### WRITTEN INSTRUCTION
Starting at the line that contains "the black pants" and continuing through the end of the items, write those lines out again, requests included, with every answer coordinate rescaled by a factor of 2.1 and rounded to a whole number, halves up. Leave the numbers in the requests and their format samples as they are.

== LISTED RECORDS ==

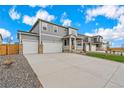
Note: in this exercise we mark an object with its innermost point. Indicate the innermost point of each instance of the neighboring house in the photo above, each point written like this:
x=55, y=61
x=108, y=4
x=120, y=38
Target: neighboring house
x=1, y=39
x=47, y=37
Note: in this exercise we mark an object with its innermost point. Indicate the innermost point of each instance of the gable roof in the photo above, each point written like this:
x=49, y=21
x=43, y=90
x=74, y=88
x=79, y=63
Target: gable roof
x=50, y=23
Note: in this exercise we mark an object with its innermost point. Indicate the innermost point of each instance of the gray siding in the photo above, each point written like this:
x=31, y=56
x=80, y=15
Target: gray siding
x=36, y=29
x=50, y=30
x=29, y=37
x=50, y=38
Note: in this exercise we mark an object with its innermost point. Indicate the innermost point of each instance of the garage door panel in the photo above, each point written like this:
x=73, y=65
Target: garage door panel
x=93, y=47
x=30, y=47
x=52, y=47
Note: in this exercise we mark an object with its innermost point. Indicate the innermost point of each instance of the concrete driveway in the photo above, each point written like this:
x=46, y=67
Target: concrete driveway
x=73, y=70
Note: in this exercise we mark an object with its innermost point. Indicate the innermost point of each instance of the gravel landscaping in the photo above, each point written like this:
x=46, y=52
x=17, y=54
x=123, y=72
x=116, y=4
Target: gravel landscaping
x=18, y=75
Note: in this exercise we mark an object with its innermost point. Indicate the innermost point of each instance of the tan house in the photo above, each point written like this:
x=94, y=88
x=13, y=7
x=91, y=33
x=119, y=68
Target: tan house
x=47, y=37
x=1, y=39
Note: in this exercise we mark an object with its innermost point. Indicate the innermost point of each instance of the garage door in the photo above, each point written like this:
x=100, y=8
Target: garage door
x=30, y=47
x=93, y=47
x=52, y=47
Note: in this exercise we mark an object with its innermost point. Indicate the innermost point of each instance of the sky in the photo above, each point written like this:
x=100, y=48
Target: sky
x=107, y=21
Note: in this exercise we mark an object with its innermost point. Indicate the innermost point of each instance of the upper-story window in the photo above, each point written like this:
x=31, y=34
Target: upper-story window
x=44, y=25
x=55, y=29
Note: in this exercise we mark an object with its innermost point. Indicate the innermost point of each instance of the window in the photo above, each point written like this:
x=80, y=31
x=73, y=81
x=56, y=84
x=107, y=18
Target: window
x=55, y=29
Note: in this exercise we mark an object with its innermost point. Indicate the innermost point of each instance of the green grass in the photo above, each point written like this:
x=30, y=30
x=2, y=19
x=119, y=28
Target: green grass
x=106, y=56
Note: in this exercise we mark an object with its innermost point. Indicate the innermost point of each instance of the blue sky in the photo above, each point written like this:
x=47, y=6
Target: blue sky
x=107, y=21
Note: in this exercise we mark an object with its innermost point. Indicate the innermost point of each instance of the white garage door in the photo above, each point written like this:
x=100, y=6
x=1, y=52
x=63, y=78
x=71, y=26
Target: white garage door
x=93, y=47
x=52, y=47
x=30, y=47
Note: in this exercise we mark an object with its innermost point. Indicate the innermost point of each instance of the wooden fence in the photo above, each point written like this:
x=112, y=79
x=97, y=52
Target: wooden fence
x=9, y=49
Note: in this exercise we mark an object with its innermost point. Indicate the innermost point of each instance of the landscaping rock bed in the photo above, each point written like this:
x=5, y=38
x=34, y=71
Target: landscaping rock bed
x=18, y=75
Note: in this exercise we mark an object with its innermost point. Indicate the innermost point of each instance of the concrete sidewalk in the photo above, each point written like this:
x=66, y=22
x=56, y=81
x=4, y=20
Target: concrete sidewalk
x=72, y=70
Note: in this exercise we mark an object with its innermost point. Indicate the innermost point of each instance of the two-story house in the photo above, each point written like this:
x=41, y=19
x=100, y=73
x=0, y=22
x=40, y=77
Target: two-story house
x=47, y=37
x=1, y=39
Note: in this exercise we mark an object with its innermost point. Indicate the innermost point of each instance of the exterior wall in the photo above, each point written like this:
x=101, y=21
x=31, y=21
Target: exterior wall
x=87, y=47
x=29, y=37
x=79, y=47
x=93, y=47
x=0, y=39
x=35, y=29
x=51, y=38
x=61, y=31
x=72, y=31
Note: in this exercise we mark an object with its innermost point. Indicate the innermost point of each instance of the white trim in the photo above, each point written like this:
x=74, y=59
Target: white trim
x=28, y=33
x=28, y=40
x=52, y=35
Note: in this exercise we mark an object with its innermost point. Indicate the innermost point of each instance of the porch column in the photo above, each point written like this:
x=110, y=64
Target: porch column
x=75, y=44
x=40, y=45
x=70, y=44
x=82, y=44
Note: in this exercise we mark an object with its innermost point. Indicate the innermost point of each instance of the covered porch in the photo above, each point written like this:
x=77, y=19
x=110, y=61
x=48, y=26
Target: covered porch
x=72, y=43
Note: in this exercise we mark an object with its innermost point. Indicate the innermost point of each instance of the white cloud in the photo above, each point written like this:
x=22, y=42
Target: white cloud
x=64, y=20
x=5, y=33
x=14, y=14
x=42, y=6
x=42, y=14
x=112, y=12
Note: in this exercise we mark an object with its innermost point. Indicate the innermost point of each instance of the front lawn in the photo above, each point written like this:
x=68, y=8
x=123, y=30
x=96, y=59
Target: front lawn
x=106, y=56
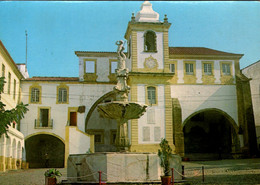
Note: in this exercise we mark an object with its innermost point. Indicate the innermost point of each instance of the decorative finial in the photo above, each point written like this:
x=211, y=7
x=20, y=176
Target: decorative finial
x=133, y=17
x=165, y=18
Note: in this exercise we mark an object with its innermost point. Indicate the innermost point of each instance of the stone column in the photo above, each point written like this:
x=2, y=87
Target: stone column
x=177, y=127
x=122, y=140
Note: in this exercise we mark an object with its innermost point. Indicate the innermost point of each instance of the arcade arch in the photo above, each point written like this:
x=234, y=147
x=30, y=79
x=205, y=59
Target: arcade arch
x=210, y=134
x=45, y=151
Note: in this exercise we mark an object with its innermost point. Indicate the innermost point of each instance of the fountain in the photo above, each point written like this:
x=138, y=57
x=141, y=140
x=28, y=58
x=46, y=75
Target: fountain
x=122, y=166
x=121, y=110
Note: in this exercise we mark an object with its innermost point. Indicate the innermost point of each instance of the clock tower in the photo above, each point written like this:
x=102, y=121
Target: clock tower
x=148, y=63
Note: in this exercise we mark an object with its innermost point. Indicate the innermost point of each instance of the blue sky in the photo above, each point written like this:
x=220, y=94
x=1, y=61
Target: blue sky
x=57, y=29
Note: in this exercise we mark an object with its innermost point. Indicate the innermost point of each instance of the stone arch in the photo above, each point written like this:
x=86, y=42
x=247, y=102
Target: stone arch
x=103, y=129
x=217, y=110
x=210, y=134
x=45, y=151
x=94, y=106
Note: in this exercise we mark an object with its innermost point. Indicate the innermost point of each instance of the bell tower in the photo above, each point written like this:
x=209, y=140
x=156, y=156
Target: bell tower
x=147, y=37
x=148, y=56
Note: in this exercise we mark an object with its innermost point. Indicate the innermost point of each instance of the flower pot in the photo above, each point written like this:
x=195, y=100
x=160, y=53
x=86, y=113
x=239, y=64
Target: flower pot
x=50, y=181
x=166, y=180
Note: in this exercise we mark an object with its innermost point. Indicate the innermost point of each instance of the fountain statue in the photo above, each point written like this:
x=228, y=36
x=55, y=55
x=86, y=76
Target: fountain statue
x=122, y=166
x=122, y=110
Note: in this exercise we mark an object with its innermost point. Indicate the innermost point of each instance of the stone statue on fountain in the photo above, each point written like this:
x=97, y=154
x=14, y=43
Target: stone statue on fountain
x=122, y=110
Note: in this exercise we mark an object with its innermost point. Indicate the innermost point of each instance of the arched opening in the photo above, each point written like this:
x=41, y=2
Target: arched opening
x=150, y=41
x=14, y=149
x=45, y=151
x=103, y=129
x=210, y=134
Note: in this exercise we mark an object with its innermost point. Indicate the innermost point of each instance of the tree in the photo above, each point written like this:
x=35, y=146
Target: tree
x=8, y=116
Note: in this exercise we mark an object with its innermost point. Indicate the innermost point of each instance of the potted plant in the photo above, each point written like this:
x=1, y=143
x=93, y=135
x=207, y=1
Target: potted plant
x=165, y=154
x=51, y=176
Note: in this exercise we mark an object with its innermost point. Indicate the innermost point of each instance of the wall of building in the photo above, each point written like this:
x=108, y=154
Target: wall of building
x=141, y=55
x=194, y=98
x=252, y=72
x=12, y=147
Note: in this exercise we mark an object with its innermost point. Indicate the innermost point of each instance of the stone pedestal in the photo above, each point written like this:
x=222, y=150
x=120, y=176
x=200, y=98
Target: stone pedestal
x=2, y=163
x=118, y=167
x=8, y=163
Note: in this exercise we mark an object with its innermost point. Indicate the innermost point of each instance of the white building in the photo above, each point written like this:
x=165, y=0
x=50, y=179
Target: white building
x=11, y=147
x=195, y=98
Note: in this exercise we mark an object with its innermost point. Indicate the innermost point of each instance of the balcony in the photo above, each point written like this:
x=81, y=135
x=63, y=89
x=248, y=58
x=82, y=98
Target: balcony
x=47, y=124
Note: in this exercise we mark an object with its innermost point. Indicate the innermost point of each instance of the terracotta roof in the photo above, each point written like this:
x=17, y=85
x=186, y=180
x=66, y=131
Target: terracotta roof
x=44, y=78
x=197, y=51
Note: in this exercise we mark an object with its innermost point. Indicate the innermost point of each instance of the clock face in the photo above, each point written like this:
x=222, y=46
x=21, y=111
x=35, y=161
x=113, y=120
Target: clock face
x=150, y=63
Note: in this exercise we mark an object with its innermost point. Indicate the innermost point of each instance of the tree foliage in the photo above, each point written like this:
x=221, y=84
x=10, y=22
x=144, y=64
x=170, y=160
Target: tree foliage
x=8, y=116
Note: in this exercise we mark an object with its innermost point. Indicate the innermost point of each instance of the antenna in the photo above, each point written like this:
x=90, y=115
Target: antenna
x=26, y=51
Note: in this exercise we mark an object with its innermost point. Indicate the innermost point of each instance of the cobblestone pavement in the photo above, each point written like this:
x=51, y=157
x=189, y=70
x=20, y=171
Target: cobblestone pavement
x=239, y=171
x=235, y=171
x=27, y=177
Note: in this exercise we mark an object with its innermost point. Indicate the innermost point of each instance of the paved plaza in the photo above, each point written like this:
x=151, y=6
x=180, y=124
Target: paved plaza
x=239, y=171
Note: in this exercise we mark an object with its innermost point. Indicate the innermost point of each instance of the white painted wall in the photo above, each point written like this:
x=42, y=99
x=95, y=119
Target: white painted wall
x=79, y=94
x=158, y=111
x=102, y=70
x=198, y=97
x=199, y=70
x=79, y=142
x=141, y=55
x=253, y=72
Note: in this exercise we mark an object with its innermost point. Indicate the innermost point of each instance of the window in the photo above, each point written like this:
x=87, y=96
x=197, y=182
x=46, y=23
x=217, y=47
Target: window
x=98, y=138
x=226, y=69
x=189, y=68
x=146, y=133
x=73, y=118
x=157, y=134
x=129, y=47
x=150, y=115
x=90, y=67
x=150, y=41
x=172, y=68
x=207, y=69
x=3, y=70
x=62, y=95
x=44, y=117
x=9, y=83
x=3, y=74
x=35, y=95
x=151, y=95
x=14, y=89
x=112, y=137
x=113, y=67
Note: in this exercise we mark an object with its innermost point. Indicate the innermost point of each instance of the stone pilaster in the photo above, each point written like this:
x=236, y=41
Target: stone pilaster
x=177, y=127
x=2, y=163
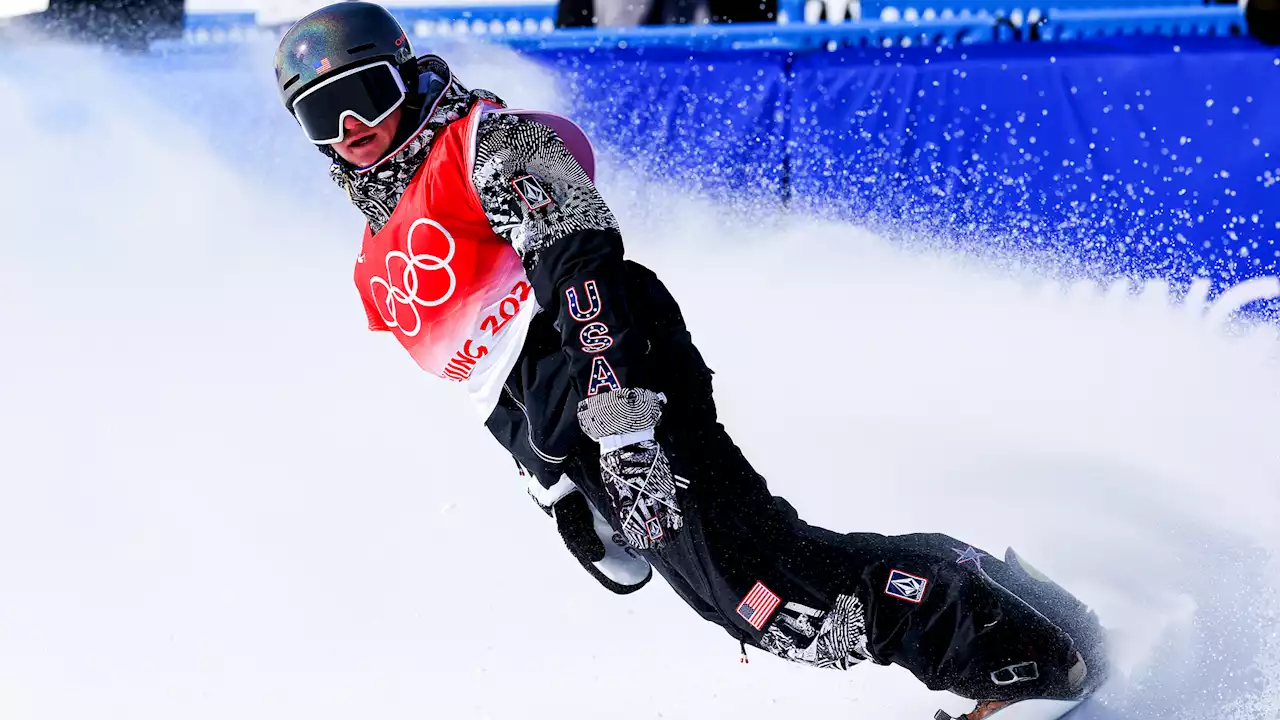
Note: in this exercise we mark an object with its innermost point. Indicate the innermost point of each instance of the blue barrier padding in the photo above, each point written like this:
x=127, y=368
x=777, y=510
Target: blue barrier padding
x=717, y=118
x=1138, y=155
x=762, y=36
x=873, y=9
x=1077, y=24
x=1151, y=155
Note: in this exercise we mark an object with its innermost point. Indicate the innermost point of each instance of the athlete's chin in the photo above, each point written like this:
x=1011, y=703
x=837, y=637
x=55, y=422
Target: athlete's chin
x=364, y=151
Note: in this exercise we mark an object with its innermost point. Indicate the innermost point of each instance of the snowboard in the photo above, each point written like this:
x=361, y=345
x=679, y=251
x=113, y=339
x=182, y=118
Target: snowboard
x=1022, y=710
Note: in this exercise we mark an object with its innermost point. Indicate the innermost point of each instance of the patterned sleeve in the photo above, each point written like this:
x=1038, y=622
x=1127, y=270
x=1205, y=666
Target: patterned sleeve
x=540, y=200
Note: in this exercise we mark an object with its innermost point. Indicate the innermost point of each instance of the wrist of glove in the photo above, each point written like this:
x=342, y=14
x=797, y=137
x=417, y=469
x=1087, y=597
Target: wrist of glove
x=589, y=537
x=636, y=473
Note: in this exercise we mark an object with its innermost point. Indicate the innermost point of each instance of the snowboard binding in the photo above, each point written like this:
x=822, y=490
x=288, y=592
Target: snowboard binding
x=1072, y=618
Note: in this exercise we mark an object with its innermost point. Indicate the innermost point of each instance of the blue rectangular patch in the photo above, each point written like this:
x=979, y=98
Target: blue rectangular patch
x=905, y=586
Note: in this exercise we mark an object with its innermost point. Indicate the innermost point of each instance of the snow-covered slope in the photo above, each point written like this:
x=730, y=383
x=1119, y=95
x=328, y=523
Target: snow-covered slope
x=222, y=497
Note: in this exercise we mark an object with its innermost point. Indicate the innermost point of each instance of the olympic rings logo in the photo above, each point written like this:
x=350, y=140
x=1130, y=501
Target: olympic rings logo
x=406, y=295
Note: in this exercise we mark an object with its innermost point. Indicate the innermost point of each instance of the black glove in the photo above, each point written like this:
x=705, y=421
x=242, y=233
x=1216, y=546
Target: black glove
x=634, y=468
x=590, y=538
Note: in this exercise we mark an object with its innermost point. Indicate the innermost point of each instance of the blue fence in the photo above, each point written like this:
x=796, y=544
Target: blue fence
x=1141, y=141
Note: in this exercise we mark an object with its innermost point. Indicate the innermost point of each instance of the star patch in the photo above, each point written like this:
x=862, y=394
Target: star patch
x=969, y=555
x=905, y=586
x=531, y=192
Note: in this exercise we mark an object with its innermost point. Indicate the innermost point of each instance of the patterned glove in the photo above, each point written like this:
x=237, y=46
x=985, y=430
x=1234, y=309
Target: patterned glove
x=634, y=468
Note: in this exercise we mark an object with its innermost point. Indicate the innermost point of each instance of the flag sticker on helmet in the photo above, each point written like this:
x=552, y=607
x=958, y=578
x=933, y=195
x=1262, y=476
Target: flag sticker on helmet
x=531, y=192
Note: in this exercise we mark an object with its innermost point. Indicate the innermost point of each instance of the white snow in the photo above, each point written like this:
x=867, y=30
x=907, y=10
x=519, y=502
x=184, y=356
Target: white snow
x=222, y=497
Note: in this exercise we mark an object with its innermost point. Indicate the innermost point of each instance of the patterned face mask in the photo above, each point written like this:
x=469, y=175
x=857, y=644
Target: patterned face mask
x=378, y=188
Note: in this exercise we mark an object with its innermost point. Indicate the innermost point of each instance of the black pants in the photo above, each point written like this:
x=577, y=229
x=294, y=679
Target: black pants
x=947, y=613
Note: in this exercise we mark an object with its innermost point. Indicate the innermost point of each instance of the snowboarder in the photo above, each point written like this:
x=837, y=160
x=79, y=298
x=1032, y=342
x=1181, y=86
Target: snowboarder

===

### ANSWER IN FULL
Note: in this exercise we mark an object with its innermost point. Indicate the innermost point of each instance of the black pants in the photo above, each point written like this:
x=577, y=229
x=294, y=679
Target: black pants
x=1989, y=1287
Note: in this exercise we mark an object with its innermost point. Indicate the innermost point of each instance of the snowboarder in the photo above, each point written like this:
x=837, y=160
x=79, y=298
x=1032, y=342
x=1181, y=86
Target: snowboarder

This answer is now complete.